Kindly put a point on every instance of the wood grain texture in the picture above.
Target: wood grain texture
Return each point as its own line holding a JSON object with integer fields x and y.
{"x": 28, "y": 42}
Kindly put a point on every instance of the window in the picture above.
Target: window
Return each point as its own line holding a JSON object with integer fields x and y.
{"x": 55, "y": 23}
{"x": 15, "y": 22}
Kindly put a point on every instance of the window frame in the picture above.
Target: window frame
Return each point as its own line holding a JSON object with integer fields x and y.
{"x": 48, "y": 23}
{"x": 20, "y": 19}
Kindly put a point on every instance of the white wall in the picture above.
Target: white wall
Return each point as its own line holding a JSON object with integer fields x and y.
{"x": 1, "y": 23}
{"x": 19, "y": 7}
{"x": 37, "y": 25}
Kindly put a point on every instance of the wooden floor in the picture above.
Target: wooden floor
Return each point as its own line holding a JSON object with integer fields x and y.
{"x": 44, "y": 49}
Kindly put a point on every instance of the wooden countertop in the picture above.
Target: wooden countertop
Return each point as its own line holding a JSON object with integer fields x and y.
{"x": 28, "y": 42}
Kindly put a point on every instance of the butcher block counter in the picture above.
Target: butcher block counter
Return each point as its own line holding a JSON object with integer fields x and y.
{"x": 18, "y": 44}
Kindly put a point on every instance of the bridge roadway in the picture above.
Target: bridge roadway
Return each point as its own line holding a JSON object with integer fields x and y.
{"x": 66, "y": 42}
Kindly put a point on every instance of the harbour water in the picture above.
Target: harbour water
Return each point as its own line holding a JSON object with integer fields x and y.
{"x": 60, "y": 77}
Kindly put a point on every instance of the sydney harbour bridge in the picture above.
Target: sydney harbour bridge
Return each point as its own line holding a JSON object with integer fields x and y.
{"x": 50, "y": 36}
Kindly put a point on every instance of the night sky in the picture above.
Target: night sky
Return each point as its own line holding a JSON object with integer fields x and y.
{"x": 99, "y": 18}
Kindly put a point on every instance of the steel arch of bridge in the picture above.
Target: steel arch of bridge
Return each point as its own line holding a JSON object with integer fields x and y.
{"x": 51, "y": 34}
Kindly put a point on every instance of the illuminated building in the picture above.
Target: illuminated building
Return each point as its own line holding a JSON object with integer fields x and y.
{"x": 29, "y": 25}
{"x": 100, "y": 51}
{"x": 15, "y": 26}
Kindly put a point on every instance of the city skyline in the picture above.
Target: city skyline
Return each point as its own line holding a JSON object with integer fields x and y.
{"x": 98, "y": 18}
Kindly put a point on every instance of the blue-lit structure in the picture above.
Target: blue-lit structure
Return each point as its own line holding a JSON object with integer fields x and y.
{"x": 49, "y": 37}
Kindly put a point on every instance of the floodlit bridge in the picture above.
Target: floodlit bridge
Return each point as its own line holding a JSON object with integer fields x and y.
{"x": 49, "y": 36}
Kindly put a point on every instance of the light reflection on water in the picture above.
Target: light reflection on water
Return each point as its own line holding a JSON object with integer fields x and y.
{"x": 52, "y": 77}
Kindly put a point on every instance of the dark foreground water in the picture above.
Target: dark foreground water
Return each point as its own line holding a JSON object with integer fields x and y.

#### Exercise objective:
Express the rows above as a JSON list of strings, from the line containing "Kindly put a point on every instance of the floodlit" through the end of the rows, with one string per line and blank lines omitted.

#### Reply:
[
  "Kindly put a point on every instance of the floodlit bridge in the picture above.",
  "Target: floodlit bridge",
  "Return each point as its own line holding a JSON object with integer fields x and y.",
  "{\"x\": 49, \"y\": 36}",
  "Kindly put a point on every instance of the light reflection on water in the picture above.",
  "Target: light reflection on water",
  "Return each point as its own line holding a JSON object with integer fields x and y.",
  "{\"x\": 52, \"y\": 77}",
  "Kindly put a point on every instance of the dark foreground water in the picture above.",
  "Target: dark foreground water",
  "Return each point as its own line holding a JSON object with integer fields x and y."
]